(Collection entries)
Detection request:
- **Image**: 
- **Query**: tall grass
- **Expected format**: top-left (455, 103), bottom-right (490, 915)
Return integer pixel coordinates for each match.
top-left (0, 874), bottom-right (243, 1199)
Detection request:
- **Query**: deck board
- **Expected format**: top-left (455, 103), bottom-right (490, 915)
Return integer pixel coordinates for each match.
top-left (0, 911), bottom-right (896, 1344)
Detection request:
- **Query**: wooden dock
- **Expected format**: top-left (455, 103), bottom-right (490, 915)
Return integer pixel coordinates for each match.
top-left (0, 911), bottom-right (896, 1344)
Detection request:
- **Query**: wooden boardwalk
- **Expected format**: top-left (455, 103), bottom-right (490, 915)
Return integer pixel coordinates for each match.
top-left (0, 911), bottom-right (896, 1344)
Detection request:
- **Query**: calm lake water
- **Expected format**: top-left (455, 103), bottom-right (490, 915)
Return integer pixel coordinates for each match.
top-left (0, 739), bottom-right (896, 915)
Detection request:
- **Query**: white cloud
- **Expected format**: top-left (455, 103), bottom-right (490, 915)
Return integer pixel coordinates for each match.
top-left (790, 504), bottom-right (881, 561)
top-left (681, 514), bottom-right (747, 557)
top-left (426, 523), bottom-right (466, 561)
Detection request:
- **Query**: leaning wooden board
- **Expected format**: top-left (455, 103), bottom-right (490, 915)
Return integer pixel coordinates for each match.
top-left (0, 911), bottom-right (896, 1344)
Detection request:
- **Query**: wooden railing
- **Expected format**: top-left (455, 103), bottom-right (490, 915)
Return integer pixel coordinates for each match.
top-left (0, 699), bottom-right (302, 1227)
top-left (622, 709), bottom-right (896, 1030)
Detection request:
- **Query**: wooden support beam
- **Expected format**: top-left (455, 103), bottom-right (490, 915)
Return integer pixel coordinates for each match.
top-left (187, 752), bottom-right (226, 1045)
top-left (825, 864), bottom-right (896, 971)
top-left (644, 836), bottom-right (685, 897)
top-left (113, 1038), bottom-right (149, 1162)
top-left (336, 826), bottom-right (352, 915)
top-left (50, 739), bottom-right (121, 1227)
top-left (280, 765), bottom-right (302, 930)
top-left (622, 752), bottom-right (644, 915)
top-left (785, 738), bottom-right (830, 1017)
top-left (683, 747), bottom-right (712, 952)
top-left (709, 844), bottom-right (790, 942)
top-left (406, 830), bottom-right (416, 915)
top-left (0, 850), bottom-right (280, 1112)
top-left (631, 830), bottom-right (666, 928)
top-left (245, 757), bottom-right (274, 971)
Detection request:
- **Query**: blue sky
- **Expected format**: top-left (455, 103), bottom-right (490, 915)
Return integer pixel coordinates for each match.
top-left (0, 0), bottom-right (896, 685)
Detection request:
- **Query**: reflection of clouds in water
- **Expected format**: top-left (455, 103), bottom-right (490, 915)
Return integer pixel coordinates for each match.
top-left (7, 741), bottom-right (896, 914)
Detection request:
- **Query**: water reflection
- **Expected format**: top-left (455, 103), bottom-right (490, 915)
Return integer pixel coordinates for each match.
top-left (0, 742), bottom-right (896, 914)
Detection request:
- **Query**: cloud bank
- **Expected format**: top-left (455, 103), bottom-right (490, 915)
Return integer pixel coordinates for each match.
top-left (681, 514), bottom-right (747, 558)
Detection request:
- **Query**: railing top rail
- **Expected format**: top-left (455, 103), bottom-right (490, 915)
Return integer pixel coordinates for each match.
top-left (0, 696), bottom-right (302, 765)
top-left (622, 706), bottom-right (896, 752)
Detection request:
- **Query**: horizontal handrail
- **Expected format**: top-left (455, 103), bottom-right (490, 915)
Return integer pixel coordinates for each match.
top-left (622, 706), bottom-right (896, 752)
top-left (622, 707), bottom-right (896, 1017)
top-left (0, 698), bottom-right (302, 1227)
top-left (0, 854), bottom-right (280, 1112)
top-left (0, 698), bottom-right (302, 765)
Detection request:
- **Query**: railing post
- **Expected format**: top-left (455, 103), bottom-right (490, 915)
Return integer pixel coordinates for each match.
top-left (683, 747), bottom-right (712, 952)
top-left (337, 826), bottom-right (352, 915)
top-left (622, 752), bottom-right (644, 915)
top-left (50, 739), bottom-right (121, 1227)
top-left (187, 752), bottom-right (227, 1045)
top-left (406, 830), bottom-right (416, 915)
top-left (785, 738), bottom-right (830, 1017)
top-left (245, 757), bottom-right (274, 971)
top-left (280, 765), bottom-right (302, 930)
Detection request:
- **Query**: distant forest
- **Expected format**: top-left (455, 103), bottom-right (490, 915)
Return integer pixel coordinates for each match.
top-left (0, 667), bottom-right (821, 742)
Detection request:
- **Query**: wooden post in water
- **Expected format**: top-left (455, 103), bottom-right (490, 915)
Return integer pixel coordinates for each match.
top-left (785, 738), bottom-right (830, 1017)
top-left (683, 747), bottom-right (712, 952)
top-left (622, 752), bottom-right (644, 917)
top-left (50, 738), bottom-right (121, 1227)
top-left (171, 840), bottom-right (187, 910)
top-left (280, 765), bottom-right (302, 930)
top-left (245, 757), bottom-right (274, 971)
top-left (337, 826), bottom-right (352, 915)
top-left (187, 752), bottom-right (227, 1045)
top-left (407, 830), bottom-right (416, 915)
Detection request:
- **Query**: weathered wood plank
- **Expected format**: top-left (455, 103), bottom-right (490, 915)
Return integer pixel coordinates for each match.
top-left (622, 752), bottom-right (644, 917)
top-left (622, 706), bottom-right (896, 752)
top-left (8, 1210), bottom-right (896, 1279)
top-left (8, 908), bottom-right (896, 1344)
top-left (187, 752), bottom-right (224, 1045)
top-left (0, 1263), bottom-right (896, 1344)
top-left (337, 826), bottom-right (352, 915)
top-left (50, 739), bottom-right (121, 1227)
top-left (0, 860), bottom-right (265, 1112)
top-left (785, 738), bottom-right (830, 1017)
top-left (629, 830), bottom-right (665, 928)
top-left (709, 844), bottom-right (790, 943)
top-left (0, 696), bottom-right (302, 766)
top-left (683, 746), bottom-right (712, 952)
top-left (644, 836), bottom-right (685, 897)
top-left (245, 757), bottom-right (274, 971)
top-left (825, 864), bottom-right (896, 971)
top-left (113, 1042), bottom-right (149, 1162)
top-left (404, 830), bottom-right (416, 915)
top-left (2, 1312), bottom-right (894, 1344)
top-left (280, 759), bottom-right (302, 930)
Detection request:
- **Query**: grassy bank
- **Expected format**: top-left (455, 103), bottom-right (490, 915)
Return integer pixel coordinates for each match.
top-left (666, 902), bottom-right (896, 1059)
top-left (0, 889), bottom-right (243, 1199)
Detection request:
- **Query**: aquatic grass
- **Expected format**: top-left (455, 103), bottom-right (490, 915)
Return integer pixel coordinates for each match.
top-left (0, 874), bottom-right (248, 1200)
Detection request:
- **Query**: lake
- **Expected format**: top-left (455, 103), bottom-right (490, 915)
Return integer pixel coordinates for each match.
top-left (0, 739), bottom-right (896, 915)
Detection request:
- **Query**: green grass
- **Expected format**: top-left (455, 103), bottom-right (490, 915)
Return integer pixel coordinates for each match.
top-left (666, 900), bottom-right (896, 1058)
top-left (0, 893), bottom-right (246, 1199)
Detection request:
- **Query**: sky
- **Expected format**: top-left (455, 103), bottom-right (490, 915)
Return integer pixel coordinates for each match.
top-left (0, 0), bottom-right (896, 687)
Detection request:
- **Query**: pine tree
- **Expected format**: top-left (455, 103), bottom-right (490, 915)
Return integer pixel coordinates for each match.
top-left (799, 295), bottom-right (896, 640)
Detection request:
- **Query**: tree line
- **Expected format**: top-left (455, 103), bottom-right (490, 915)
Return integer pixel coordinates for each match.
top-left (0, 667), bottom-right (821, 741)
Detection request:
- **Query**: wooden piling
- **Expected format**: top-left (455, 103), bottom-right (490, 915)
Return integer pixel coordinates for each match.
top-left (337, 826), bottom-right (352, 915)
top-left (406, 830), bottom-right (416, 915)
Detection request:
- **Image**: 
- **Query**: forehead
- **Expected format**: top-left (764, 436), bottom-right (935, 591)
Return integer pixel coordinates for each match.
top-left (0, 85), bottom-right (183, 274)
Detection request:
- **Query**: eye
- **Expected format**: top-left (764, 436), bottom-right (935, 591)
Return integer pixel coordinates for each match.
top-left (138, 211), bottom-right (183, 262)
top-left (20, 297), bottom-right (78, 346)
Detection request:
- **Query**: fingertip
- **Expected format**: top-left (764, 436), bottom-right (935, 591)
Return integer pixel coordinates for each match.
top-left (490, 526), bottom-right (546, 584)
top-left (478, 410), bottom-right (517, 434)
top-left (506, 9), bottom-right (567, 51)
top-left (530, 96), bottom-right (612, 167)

__AIM OF THE TASK__: Lay out the lines from the start of the entries through the line containing "top-left (0, 874), bottom-right (243, 1199)", inclusive, as a Markdown table with the columns Row and Line. Number each row and omit any blank lines.

__RESULT__:
| Row | Line |
|---|---|
| 1 | Detection request: |
| 2 | - **Image**:  |
| 3 | - **Query**: tall grass |
| 4 | - **Expected format**: top-left (455, 103), bottom-right (490, 915) |
| 5 | Return integer pixel coordinates for each match. |
| 6 | top-left (0, 874), bottom-right (243, 1199) |